─── Raw records ───
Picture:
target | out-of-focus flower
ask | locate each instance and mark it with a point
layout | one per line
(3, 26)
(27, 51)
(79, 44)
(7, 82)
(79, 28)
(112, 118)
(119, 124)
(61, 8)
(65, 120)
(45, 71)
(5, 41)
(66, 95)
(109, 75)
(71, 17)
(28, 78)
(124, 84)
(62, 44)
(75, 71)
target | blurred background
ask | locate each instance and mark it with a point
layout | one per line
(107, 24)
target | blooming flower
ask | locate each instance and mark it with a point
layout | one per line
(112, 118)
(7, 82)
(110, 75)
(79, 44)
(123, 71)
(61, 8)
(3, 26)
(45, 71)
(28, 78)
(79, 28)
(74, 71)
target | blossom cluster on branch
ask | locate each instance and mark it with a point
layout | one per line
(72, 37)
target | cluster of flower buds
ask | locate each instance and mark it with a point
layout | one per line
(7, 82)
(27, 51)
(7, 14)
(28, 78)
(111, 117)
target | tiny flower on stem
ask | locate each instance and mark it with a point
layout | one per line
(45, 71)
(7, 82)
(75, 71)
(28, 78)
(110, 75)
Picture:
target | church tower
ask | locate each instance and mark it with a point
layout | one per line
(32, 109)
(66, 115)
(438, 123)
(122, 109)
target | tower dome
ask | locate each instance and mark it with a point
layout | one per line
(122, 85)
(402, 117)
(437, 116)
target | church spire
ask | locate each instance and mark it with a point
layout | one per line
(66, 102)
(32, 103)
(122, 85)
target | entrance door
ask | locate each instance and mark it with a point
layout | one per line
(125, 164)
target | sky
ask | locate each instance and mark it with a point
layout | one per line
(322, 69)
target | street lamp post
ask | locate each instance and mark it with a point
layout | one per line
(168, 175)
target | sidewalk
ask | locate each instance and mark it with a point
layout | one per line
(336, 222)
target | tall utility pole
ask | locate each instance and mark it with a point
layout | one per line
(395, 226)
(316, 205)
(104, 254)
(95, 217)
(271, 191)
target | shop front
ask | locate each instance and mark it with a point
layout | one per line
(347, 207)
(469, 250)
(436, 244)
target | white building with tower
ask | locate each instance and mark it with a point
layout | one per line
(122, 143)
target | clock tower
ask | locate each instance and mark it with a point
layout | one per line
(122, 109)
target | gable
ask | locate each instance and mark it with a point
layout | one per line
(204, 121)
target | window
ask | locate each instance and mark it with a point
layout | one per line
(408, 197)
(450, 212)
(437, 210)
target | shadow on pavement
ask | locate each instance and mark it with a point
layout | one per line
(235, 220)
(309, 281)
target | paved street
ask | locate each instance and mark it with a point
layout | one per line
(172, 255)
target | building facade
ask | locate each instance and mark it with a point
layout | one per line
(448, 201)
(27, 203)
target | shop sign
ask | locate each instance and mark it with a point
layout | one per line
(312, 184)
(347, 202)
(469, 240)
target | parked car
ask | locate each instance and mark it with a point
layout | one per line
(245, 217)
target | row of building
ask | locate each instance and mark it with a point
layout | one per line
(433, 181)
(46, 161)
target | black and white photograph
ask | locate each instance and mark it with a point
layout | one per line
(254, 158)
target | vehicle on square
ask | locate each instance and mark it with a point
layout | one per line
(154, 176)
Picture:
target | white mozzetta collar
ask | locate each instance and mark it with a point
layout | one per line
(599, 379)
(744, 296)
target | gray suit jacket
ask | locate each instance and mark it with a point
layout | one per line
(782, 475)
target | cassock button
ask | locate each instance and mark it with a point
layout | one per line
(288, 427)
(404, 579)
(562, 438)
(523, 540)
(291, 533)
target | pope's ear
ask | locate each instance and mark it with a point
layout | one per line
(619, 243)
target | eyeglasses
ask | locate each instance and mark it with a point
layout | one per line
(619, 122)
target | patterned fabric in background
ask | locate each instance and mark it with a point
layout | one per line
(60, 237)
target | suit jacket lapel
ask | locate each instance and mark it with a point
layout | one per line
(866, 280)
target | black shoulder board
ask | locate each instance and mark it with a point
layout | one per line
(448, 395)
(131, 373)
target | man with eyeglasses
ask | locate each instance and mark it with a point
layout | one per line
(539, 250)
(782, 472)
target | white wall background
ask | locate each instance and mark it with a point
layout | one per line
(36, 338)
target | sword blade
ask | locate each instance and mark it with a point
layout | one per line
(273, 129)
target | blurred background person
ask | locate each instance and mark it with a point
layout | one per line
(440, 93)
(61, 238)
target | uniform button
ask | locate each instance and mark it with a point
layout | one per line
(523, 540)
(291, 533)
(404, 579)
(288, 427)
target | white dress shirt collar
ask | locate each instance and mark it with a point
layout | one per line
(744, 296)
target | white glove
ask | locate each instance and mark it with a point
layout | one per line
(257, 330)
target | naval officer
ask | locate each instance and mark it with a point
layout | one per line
───
Job: All of the records must be retyped exactly as they are.

Written reply:
Picture:
target | out-of-focus flower
ask | locate each instance and mark it with a point
layout | one per line
(3, 26)
(27, 51)
(79, 44)
(7, 82)
(79, 28)
(112, 118)
(119, 124)
(61, 8)
(65, 120)
(45, 71)
(5, 41)
(66, 95)
(109, 75)
(71, 17)
(28, 78)
(124, 84)
(62, 44)
(75, 71)
target | blurred background
ask | locate each instance and mark it with a point
layout | one per line
(107, 24)
target | blooming flower
ask | locate each instance and mark it with a point
layout | one per line
(112, 118)
(7, 82)
(110, 75)
(79, 44)
(123, 71)
(61, 8)
(3, 26)
(45, 71)
(28, 78)
(79, 28)
(74, 71)
target | blossom cluster on branch
ask | locate each instance and mark it with a point
layout | one per line
(72, 37)
target | cluster of flower buds
ask | locate each instance and mark it with a point
layout | one per line
(7, 82)
(27, 51)
(7, 14)
(28, 78)
(111, 117)
target | tiny flower on stem
ask | locate each instance and mark it with a point
layout | one per line
(45, 71)
(7, 82)
(75, 71)
(28, 78)
(110, 75)
Picture:
target | church tower
ask | locate each instance and mark it with a point
layout | one per line
(32, 109)
(66, 115)
(438, 123)
(122, 109)
target | tower dome
ask | locate each instance and mark it with a point
layout | one per line
(122, 85)
(402, 117)
(437, 116)
target | church spire
ask | locate each instance and mark it with a point
layout | one per line
(66, 102)
(32, 103)
(122, 85)
target | entrance door
ask | locate each instance and mark it with a point
layout | one per line
(125, 164)
target | sky
ask | locate each instance and mark it with a point
layout | one per line
(322, 69)
target | street lamp post
ask | locate each instance and mark it with a point
layout | one per line
(168, 175)
target | sidewalk
ask | locate each instance and mark it with a point
layout | one per line
(336, 222)
target | tall utility pole
ask | locate each instance and mark it with a point
layout | one per line
(395, 226)
(316, 205)
(104, 254)
(95, 217)
(271, 191)
target | shop front
ask | locate each instance and mark it with a point
layout | one per line
(347, 207)
(469, 250)
(436, 244)
target | white building with tower
ask | locate each instance and mark it with a point
layout | one per line
(122, 143)
target | clock tower
ask | locate each instance and mark it with a point
layout | one per line
(122, 109)
target | gable
ask | locate each instance and mark it with a point
layout | one per line
(204, 121)
target | window
ask | locate each instance and mark it with a point
layout | one per line
(408, 197)
(450, 212)
(437, 210)
target | shadow on pavement
ask | locate each instance and mark it with a point
layout | one per line
(235, 220)
(309, 281)
target | paved street
ask | locate each instance and mark it with a point
layout | one per line
(172, 255)
target | building facade
ask | locate each instance and mark it with a point
layout | one per line
(448, 201)
(27, 203)
target | shop sign
ask | locate each instance and mark it with a point
layout | one per line
(312, 184)
(347, 202)
(469, 240)
target | parked car
ask | locate each instance and mark it with a point
layout | one per line
(245, 217)
target | row of building
ask | locate each instance and mark it with a point
layout | one per line
(433, 181)
(46, 161)
target | black and white photograph
ask | locate each instance and mark it with a point
layout | one per line
(254, 158)
target | vehicle on square
ask | locate each instance and mark it with a point
layout | one per line
(154, 176)
Picture:
target | white mozzetta collar
ask | locate each instance and mark it with a point
layout | one per line
(599, 379)
(744, 296)
target | gray suit jacket
ask | locate each instance and mark it with a point
layout | one per line
(782, 475)
target | cassock button
ask | locate each instance and mark it with a point
layout | one per line
(288, 427)
(404, 579)
(562, 438)
(523, 540)
(291, 533)
target | pope's ear
ask | locate each instance and mark it with a point
layout | one per line
(619, 243)
target | eyeglasses
ask | locate each instance and mark it with a point
layout | one per line
(619, 122)
target | patterned fabric in background
ask | locate each instance and mark it with a point
layout | one per line
(60, 237)
target | suit jacket lapel
ask | locate each instance and mark it with a point
layout | one per line
(866, 280)
target | black shoulder board
ask | locate each instance and mark it with a point
layout | one per line
(448, 395)
(131, 373)
target | man with eyeglasses
ask | locate each instance and mark it with a point
layout | one per line
(539, 250)
(782, 472)
target | white wall background
ask | locate each instance and mark it with a point
layout | one per line
(36, 338)
target | sword blade
ask | locate each instance and mark it with a point
layout | one per line
(273, 129)
target | blurred background person
ask | locate each instance and mark it with a point
layout | one per line
(440, 93)
(61, 238)
target | uniform button
ask | locate each instance and mark it with a point
layout | one per line
(523, 540)
(291, 533)
(404, 579)
(288, 427)
target | white dress shirt collar
ask | locate each instance and mark it with a point
layout | one per line
(744, 296)
target | white glove
ask | locate each instance and mark it with a point
layout | one per line
(257, 330)
target | naval officer
ask | locate each instance and mark it with a point
layout | one per line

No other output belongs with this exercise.